> _BRANO FORNITO_:
Sono co-autore di entrambi, sì. L’idea nasce durante una passeggiata con Anna Godano, che oltre ad essere la mia compagna è anche una delle co-produttrici del film. Ci stavamo interrogando su quali fossero le pochissime oggettività presenti sul pianeta e ci è venuta in mente la legge di gravità. Da lì ho pensato cosa sarebbe successo se un uomo fosse nato in sua assenza. Poi il film ha preso un’altra piega, nel senso che non si esplicita mai che il protagonista sia nato in assenza di gravità o soffra di questa anomalia.
E’ solo un nomignolo spendibile a livello mediatico, che compare a metà del film. Ci interessava ragionare più che altro sul concetto di leggerezza. Un uomo diverso, un uomo ingenuo e leggero d’animo inserito in una società pesante, piena di pregiudizi, sfruttatrice, che lo rigetta e fatica ad accoglierlo. Poi siccome perseguo da qualche tempo un discorso sulla fiaba, ho stilizzato molto il racconto.
Marco Bonfanti
Ho letto che per il film sono state utilizzate alcune delle tecnologie di Gravity per rendere realistica l’assenza di gravità e hai avuto a disposizione i migliori professionisti italiani e internazionali del campo. Ci racconti come sono andate le riprese e quanto questo aspetto più tecnico ha avuto impatto su quello umano?

> _DATI GREZZI_:
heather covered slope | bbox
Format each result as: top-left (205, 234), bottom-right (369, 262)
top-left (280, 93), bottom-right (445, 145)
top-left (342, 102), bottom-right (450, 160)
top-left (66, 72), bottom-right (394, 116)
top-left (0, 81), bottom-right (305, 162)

> _LA RICHIESTA_:
Per favore, spiega in una-tre frasi perché, secondo il brano sul film, il racconto è stato stilizzato molto. L'elenco non ha alcun ruolo in questo.

> _LA RISPOSTA_:
Il racconto è stato stilizzato molto perché chi parla porta avanti da qualche tempo un discorso sulla fiaba.